### What to produce
In full and without alteration, give the listing again.

### Records to process
>>>>
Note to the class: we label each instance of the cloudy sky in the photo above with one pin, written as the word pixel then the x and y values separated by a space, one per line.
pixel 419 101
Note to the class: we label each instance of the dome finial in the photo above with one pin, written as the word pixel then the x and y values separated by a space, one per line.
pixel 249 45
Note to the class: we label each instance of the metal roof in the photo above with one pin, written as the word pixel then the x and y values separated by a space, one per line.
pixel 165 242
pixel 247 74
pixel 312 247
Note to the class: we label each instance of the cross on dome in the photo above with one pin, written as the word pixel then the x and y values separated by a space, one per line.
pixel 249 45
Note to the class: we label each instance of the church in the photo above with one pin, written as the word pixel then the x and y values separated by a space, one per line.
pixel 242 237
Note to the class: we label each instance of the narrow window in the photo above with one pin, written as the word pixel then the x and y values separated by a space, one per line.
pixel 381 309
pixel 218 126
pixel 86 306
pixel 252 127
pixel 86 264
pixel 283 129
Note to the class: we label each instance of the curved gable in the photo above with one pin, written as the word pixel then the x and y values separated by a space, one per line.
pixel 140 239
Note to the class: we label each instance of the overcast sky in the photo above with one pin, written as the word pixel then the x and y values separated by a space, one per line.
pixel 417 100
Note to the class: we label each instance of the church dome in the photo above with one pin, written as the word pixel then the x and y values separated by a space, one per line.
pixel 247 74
<<<<
### Expected output
Note to the class: we label each instance of the cloudy sky in the photo above with one pin, written as the word pixel then the x and y values separated by a space, one per line.
pixel 419 101
Note to the class: we label each instance of the dome finial in the photo above with one pin, written as the word pixel then the x and y values separated by a space, one per line.
pixel 249 45
Note to the class: we label each instance of the metal roof in the photo above with one pin, written as the word pixel then the x and y values separated by a space, one per line.
pixel 165 242
pixel 247 74
pixel 312 247
Note to the class: we label each instance of the cross on dome in the photo above with one pin, written as the word pixel then the x and y values separated by a space, one per line.
pixel 249 45
Note to the class: we label each instance of the church in the photo above with one pin, written as the word pixel then the x and y values separated by a space, one per line.
pixel 242 237
Note to the class: we label each instance of the narrow window in the photo above with one pin, written as the word pixel then the x and y values separated by a space, one per line.
pixel 381 309
pixel 218 126
pixel 86 306
pixel 252 127
pixel 86 264
pixel 283 129
Note to the class: we label each instance of the curved gable in the photo above with one pin, written as the word pixel then the x and y values separated by a space, one per line.
pixel 140 239
Note to the class: we label each instance of the overcast sky in the photo above with one pin, written as the word pixel then the x and y values separated by a space, one per line.
pixel 417 100
Note to the class: we label each instance of the church dome in the photo above with one pin, written as the word pixel then the x and y values separated by a space, one per line.
pixel 247 74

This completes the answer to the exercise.